BEGIN PASSAGE PROVIDED
- Born: Jeff Wyatt Wilson Nashville, Tennessee
- Occupation: Filmmaker
- Years active: 1996–present

= Jeff Wyatt Wilson =

American film director, screenwriter and producer

Jeff Wyatt Wilson is an American film director, screenwriter and producer based out of Nashville, Tennessee.

Wilson has worked in film and TV productions such as Breakfast with Einstein and Krippendorf's Tribe with various networks from Showtime (the Holocaust Series) to Nickelodeon (And Now This…), CMT and MTV as well as independent projects including Gummo directed by Harmony Korine and the feature documentary "Any Day Now" under Wilson's direction that followed the American Songwriter and (BMI) Broadcast Music, Inc. sponsored Ten Out of Tenn Tour which premiered and was 1st runner-up at the Nashville Film Festival.
END PASSAGE PROVIDED
BEGIN MATERIAL FOR THIS TASK
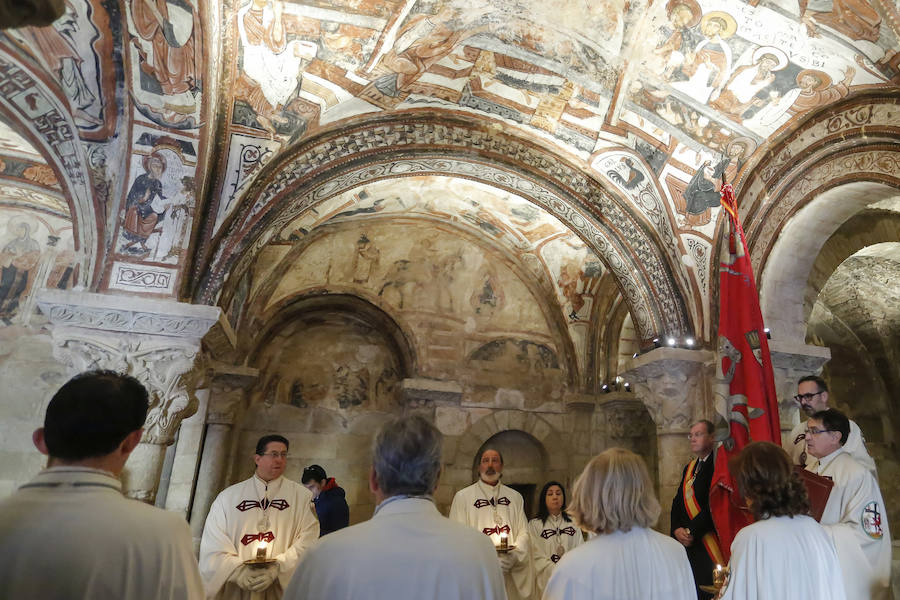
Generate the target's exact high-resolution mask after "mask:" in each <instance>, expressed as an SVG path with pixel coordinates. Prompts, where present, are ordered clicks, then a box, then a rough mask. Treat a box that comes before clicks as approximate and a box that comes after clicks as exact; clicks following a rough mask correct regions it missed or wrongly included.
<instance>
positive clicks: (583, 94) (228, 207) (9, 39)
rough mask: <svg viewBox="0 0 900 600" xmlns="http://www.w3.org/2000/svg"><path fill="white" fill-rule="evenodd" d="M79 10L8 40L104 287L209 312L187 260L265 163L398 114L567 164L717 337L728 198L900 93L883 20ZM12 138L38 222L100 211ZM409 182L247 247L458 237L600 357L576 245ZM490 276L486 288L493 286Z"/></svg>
mask: <svg viewBox="0 0 900 600" xmlns="http://www.w3.org/2000/svg"><path fill="white" fill-rule="evenodd" d="M65 5H66V12H65V15H64V16H63V18H61V19H60V20H58V21H57V22H56V23H54V24H53V25H52V26H51V27H45V28H39V29H38V28H23V29H20V30H13V31H9V32H7V33H4V34H3V39H2V45H3V48H2V50H3V51H4V52H6V51H7V50H9V51H10V52H12V51H16V52H21V53H23V54H28V55H29V56H30V57H31V58H30V59H29V60H32V59H33V60H32V62H33V63H35V65H37V66H36V67H35V68H40V69H42V70H43V73H44V75H43V76H42V77H43V78H44V79H45V80H46V81H48V82H52V90H57V89H58V92H57V93H58V94H61V95H62V96H64V98H65V101H66V102H67V104H68V109H69V112H70V116H71V121H72V123H74V125H75V128H76V129H77V132H76V133H75V135H77V136H78V138H77V139H65V140H52V141H51V142H50V143H51V144H57V145H58V147H68V146H71V145H73V144H78V143H80V144H81V145H82V148H81V153H82V154H83V156H84V157H85V160H86V165H87V169H84V170H86V171H88V173H87V174H88V175H89V177H90V189H91V190H92V191H93V193H94V203H95V205H96V208H97V210H98V212H97V214H101V215H105V217H102V219H103V220H104V222H103V223H99V224H98V225H97V230H98V231H101V230H102V232H103V235H104V236H105V239H103V240H100V242H99V244H98V246H99V247H102V248H103V249H104V252H105V254H104V256H103V260H102V261H100V262H99V263H98V265H97V267H96V269H97V271H98V273H97V275H96V277H95V278H94V279H92V281H96V282H97V286H98V288H99V289H101V290H103V289H109V290H115V291H122V292H129V293H148V294H155V295H163V296H177V295H179V293H180V294H182V295H185V294H186V295H196V290H191V289H189V288H190V284H189V283H187V284H184V282H186V281H187V282H189V281H191V280H192V278H191V277H186V276H185V273H184V270H185V269H186V267H187V265H188V264H191V261H190V260H189V257H190V256H191V255H196V257H197V260H196V261H194V262H193V269H194V274H197V273H199V272H202V270H203V268H204V261H205V260H207V257H209V256H212V255H213V254H212V253H211V252H210V251H209V250H210V247H211V246H214V245H216V244H219V245H220V246H222V247H223V248H224V250H223V251H224V252H228V248H229V247H230V246H229V244H233V243H234V242H233V240H227V239H226V240H221V239H218V240H217V239H216V238H215V236H216V234H217V233H219V234H220V232H221V231H223V230H225V226H226V225H227V224H229V222H230V220H231V219H232V218H233V217H234V215H235V214H236V209H237V207H241V206H242V205H243V202H244V201H245V195H246V194H247V193H248V190H251V189H252V188H253V186H254V185H255V184H256V183H257V179H258V178H260V177H262V178H263V181H262V183H266V182H268V181H271V180H272V178H274V177H277V173H272V172H271V169H270V168H269V165H274V164H278V162H279V159H281V158H282V157H283V156H285V154H286V152H289V151H290V149H292V148H296V147H297V146H298V145H301V144H303V143H304V141H306V140H309V139H311V138H312V137H313V136H315V135H316V134H317V133H318V132H322V131H323V130H326V129H331V128H339V127H342V126H345V125H347V124H352V123H356V122H359V121H364V120H365V119H367V118H370V117H376V116H377V115H379V114H384V113H387V112H413V113H414V112H418V111H429V112H433V113H436V114H440V113H441V112H442V111H445V112H447V111H449V112H452V113H453V114H454V115H465V116H468V117H471V118H473V119H478V120H483V121H484V122H485V124H486V126H490V127H497V128H499V129H502V130H504V131H508V132H510V133H511V134H514V135H516V136H518V137H521V138H523V139H528V140H530V141H531V142H533V143H535V144H539V145H541V146H543V147H552V148H554V149H555V151H556V152H558V153H559V154H560V156H563V157H565V158H566V160H570V161H573V162H574V163H575V164H581V165H583V168H584V170H585V171H586V172H589V173H590V174H591V176H592V177H594V178H595V179H597V180H598V181H601V182H602V183H603V185H604V186H605V187H606V189H607V190H609V191H610V193H611V194H614V195H616V196H617V197H618V198H620V199H622V200H623V201H624V202H625V203H626V205H627V206H628V207H629V210H630V211H631V213H633V215H634V217H635V219H636V220H638V221H639V222H640V223H641V224H642V226H643V227H646V228H647V229H648V230H649V231H652V232H653V236H654V239H657V240H658V241H659V244H660V249H661V252H662V253H663V254H664V255H665V257H666V260H667V261H668V268H670V269H671V271H672V272H671V275H670V276H671V278H672V281H673V282H674V285H675V286H677V287H678V288H679V289H680V290H682V293H683V294H684V295H685V296H687V297H688V298H689V299H688V300H687V301H686V302H687V303H688V304H689V305H691V304H696V306H691V307H689V309H688V311H689V312H690V313H691V315H692V316H691V318H692V319H693V320H694V321H695V327H696V328H697V331H698V333H700V334H702V332H704V331H706V329H707V328H708V326H709V318H710V311H709V306H708V305H707V304H706V303H708V298H709V294H708V292H709V286H710V274H711V272H712V265H711V263H710V260H711V254H712V247H713V245H714V244H713V241H714V235H715V231H716V224H717V221H718V217H719V209H718V192H717V187H718V185H719V183H720V182H721V180H722V179H723V178H724V179H726V180H729V181H734V182H737V183H740V181H741V177H742V174H743V173H744V171H745V166H746V165H749V164H752V163H753V157H755V156H759V155H760V153H761V152H764V151H765V150H766V148H767V147H768V144H769V142H770V140H772V139H773V138H774V137H775V136H777V135H778V134H779V132H782V131H784V130H786V129H788V128H789V127H791V125H792V124H793V123H795V122H796V121H797V120H798V119H802V118H803V117H804V115H807V114H808V113H810V111H813V110H816V109H819V108H821V107H823V106H827V105H829V104H832V103H834V102H837V101H839V100H841V99H842V98H845V97H847V96H848V95H850V94H852V93H854V92H858V91H860V90H864V89H870V88H878V87H885V86H889V85H892V84H896V83H897V82H898V81H900V55H898V50H900V45H898V31H897V23H900V15H898V11H897V9H896V7H895V6H893V5H892V3H890V2H885V1H884V0H834V1H829V2H822V1H820V0H777V1H776V0H750V1H748V2H742V1H738V0H667V1H657V2H649V1H647V0H637V1H633V0H632V1H626V0H600V1H598V2H584V3H580V2H551V1H546V0H517V1H515V2H502V3H498V2H490V1H488V0H381V1H379V0H335V1H324V0H321V1H320V0H314V1H305V2H304V1H283V0H233V1H231V2H225V3H210V2H206V1H204V0H134V1H133V2H125V3H118V2H108V1H104V0H66V2H65ZM4 64H5V63H4ZM4 68H5V67H4ZM52 90H51V91H52ZM35 98H37V96H35ZM34 101H35V102H36V101H37V100H34ZM13 129H15V128H13ZM11 130H12V129H11ZM51 135H55V134H53V133H52V132H51V133H48V134H47V136H51ZM67 135H68V134H67ZM47 139H48V140H50V137H48V138H47ZM0 140H5V141H0V144H3V143H6V144H7V145H8V146H9V147H5V148H0V150H2V151H0V155H2V156H0V160H2V161H3V164H2V165H0V166H2V169H0V177H2V179H3V181H4V182H13V183H14V184H15V186H16V187H19V188H21V189H22V190H24V191H22V192H17V193H18V194H19V195H20V196H21V195H23V194H24V195H28V194H31V195H32V196H33V198H32V200H33V202H32V208H34V206H37V205H39V204H41V203H43V205H44V210H45V211H49V213H53V214H55V215H56V216H60V215H62V214H63V212H65V211H64V210H63V208H64V207H65V206H66V200H65V199H66V198H72V197H73V196H74V197H76V200H75V206H78V203H83V202H85V199H84V198H83V197H82V195H77V194H74V195H73V193H71V190H67V189H66V188H65V186H66V182H62V183H60V182H59V181H57V174H58V173H59V172H60V171H59V170H54V169H53V168H51V167H50V165H49V164H48V163H47V162H46V160H43V159H41V157H40V153H39V152H35V155H34V156H26V155H23V154H22V153H21V152H19V153H17V151H16V150H15V147H14V146H16V144H17V142H15V141H9V140H12V138H11V137H8V138H3V137H2V136H0ZM396 142H397V144H398V147H399V146H402V145H403V143H404V140H402V139H398V140H396ZM19 146H21V145H19ZM77 154H78V153H72V155H73V156H74V155H77ZM336 158H337V157H336ZM398 181H402V182H403V184H402V185H400V184H398V186H397V189H390V186H383V187H382V186H380V184H378V185H371V186H367V187H365V188H358V189H356V190H354V192H352V193H347V194H342V195H339V196H338V197H335V198H331V199H329V200H327V201H326V202H325V203H323V204H320V205H317V206H315V207H314V209H313V210H311V211H308V212H306V213H304V214H302V215H290V216H289V218H288V220H289V219H291V218H292V219H293V222H292V223H291V224H290V225H289V226H288V227H287V228H284V229H281V225H280V224H279V225H278V228H279V230H278V231H274V230H273V231H268V232H266V233H265V234H264V236H263V238H262V239H261V240H259V241H258V242H254V244H255V246H254V247H257V248H258V247H265V248H267V250H266V251H265V252H269V254H270V258H271V259H272V260H271V262H272V263H274V264H277V263H278V257H281V256H283V255H284V253H285V252H287V251H288V250H284V249H279V248H277V247H279V246H281V245H284V246H290V245H291V244H296V243H298V242H300V240H302V239H303V238H304V236H305V235H306V234H307V233H309V232H311V231H313V229H315V228H318V227H320V226H323V225H326V224H327V225H330V226H336V225H338V224H340V223H342V222H345V221H348V220H350V219H360V220H368V219H372V220H377V219H378V218H380V217H385V218H387V217H391V218H413V219H434V220H441V219H453V220H454V221H453V222H454V226H457V227H459V228H460V231H466V232H467V233H468V234H472V235H476V234H477V235H478V236H481V238H483V239H484V240H487V242H489V243H490V244H496V245H497V246H498V247H500V248H504V249H505V251H507V252H510V253H512V254H514V255H516V256H518V257H519V259H520V261H521V265H524V268H525V269H528V270H531V271H533V272H534V273H535V274H537V275H538V276H539V278H540V279H541V281H544V282H545V283H546V286H547V288H548V289H549V290H552V291H553V293H554V294H555V296H556V301H557V303H558V312H559V317H560V318H561V319H562V321H563V323H565V324H566V327H567V328H568V329H569V335H570V337H571V340H572V342H573V343H574V345H575V346H576V347H577V348H579V349H582V348H584V346H585V344H586V341H585V340H586V339H587V323H588V322H589V321H590V319H591V311H592V307H593V306H594V305H595V295H596V290H597V287H598V282H599V280H600V278H601V277H602V276H603V274H604V273H606V272H607V270H606V267H605V266H603V265H602V263H601V260H600V259H599V258H597V256H596V255H595V254H594V253H593V252H591V251H590V250H589V249H588V248H587V247H586V246H585V245H584V244H583V243H582V242H581V241H580V240H579V239H578V238H577V237H576V236H575V235H574V234H573V233H572V232H571V231H569V230H567V229H566V228H565V227H564V226H562V225H561V224H560V223H559V222H558V221H556V220H555V219H554V218H553V217H552V216H551V215H548V214H545V213H543V212H540V211H539V210H538V209H537V208H536V207H535V206H534V205H531V204H528V203H526V202H525V201H524V200H522V199H521V198H517V197H512V196H509V197H506V196H504V193H505V192H497V191H496V190H494V191H491V193H486V190H484V189H480V188H479V189H475V188H474V187H472V186H474V185H475V184H468V183H466V182H461V180H458V181H457V180H454V183H452V184H449V185H447V184H443V183H442V184H441V187H443V188H444V189H445V190H446V191H447V193H446V194H445V196H446V197H440V198H429V197H428V196H429V194H428V193H422V192H421V190H420V191H419V192H417V191H416V187H417V186H419V187H420V188H422V189H425V188H427V187H429V185H431V184H428V183H423V182H422V181H419V180H417V179H416V178H404V179H402V180H398ZM432 183H433V182H432ZM467 186H468V187H467ZM201 193H202V196H201ZM417 194H418V196H417ZM12 196H15V194H12V195H9V196H7V198H10V200H8V201H7V202H8V203H12V202H13V201H12V199H11V198H12ZM54 203H55V204H56V205H57V207H56V209H51V208H48V207H51V205H54ZM10 206H12V204H10ZM35 210H36V209H35ZM54 211H55V212H54ZM49 213H48V214H49ZM91 214H94V213H91ZM76 222H77V219H76ZM273 222H278V223H283V222H285V220H284V219H281V220H277V221H273ZM35 227H38V226H37V225H36V226H35ZM54 228H55V229H54ZM51 229H53V230H54V231H61V230H60V229H59V226H58V225H57V224H52V225H48V226H47V227H46V231H44V230H42V231H41V235H44V234H45V233H46V234H47V235H51V234H50V233H49V232H50V231H51ZM34 231H35V232H36V231H37V230H36V229H35V230H34ZM363 234H365V235H363ZM10 235H12V234H10ZM268 242H271V244H269V246H267V243H268ZM192 244H193V245H192ZM348 248H349V250H348V252H350V255H352V256H353V257H354V260H355V261H356V263H355V266H354V267H353V270H354V273H355V275H354V277H355V278H358V279H361V280H365V279H366V277H371V276H372V273H375V272H376V271H377V270H378V269H382V270H384V269H386V268H388V267H391V268H395V269H398V271H397V272H396V273H395V276H396V277H399V276H400V271H399V269H400V267H397V266H396V265H395V264H393V263H390V264H388V263H385V262H384V261H385V260H386V258H385V256H386V255H387V254H388V253H389V252H390V250H389V249H387V248H386V247H385V246H384V243H383V242H381V241H379V240H376V239H374V238H373V237H372V236H371V235H368V233H366V232H361V235H360V236H359V237H357V239H356V240H355V241H354V243H353V244H351V245H350V246H349V247H348ZM629 250H630V251H633V252H634V254H635V255H639V254H640V252H641V249H639V248H638V249H629ZM417 251H422V252H427V251H428V250H427V248H419V249H417ZM397 260H400V259H397ZM441 260H442V261H445V262H446V261H449V263H448V264H447V265H443V266H441V265H438V268H440V269H449V270H450V271H452V270H453V266H452V264H450V263H452V262H453V261H454V260H461V259H459V258H458V257H457V258H453V256H452V255H451V256H450V257H442V258H441ZM263 262H265V261H263ZM394 262H396V260H395V261H394ZM348 268H349V267H348ZM484 276H485V282H487V283H486V284H485V285H486V288H485V289H491V290H493V286H492V284H491V279H492V274H490V273H485V274H484ZM265 279H266V276H265V274H264V273H262V272H260V267H259V265H257V266H255V267H254V269H253V272H252V273H244V272H241V273H237V274H236V276H235V281H232V282H231V283H229V291H228V293H227V298H226V300H227V302H229V303H233V302H234V301H235V299H236V298H237V299H240V298H248V299H252V298H253V297H254V294H255V293H256V292H257V291H258V290H259V289H260V286H261V285H262V283H261V282H262V281H264V280H265ZM351 280H352V281H355V279H353V278H351ZM485 282H482V283H485ZM221 283H222V282H221V281H219V282H218V284H221ZM357 283H359V282H357ZM218 284H217V285H218ZM404 289H405V288H404V286H403V285H400V284H394V285H392V286H389V287H388V288H386V289H385V290H384V291H382V292H381V297H384V296H385V294H386V295H387V296H388V297H389V298H393V299H394V300H392V301H399V300H397V297H400V298H402V299H403V301H406V298H405V296H404ZM378 291H379V290H376V292H378ZM492 294H493V296H492ZM487 297H496V300H497V302H502V298H501V296H500V295H499V294H494V293H493V292H491V293H488V294H487ZM248 301H249V300H248ZM435 301H436V302H443V303H447V302H449V301H450V299H449V298H444V299H441V298H440V295H438V298H437V299H436V300H435ZM453 301H454V302H455V303H456V304H460V303H462V302H463V300H462V299H457V298H454V299H453ZM457 308H458V307H457V306H456V305H454V310H456V309H457ZM485 310H487V309H485ZM229 312H230V314H232V316H234V314H238V313H239V312H240V311H237V312H235V311H229ZM579 354H582V352H579Z"/></svg>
END MATERIAL FOR THIS TASK
▸ EXERCISE SET
A – In the biography of Jeff Wyatt Wilson, at which festival did the documentary "Any Day Now" premiere?
B – Rewrite the entries from their start through the line that contains "rough mask: <svg", replacing "positive clicks" with "foreground clicks" and keeping everything else the same. Leave the pictures out.

▸ RESULTS OF THE TASKS
A – The Nashville Film Festival

B –
Generate the target's exact high-resolution mask after "mask:" in each <instance>, expressed as an SVG path with pixel coordinates. Prompts, where present, are ordered clicks, then a box, then a rough mask. Treat a box that comes before clicks as approximate and a box that comes after clicks as exact; clicks following a rough mask correct regions it missed or wrongly included.
<instance>
foreground clicks: (583, 94) (228, 207) (9, 39)
rough mask: <svg viewBox="0 0 900 600" xmlns="http://www.w3.org/2000/svg"><path fill="white" fill-rule="evenodd" d="M79 10L8 40L104 287L209 312L187 260L265 163L398 114L567 164L717 337L728 198L900 93L883 20ZM12 138L38 222L100 211ZM409 182L247 247L458 237L600 357L576 245ZM490 276L486 288L493 286Z"/></svg>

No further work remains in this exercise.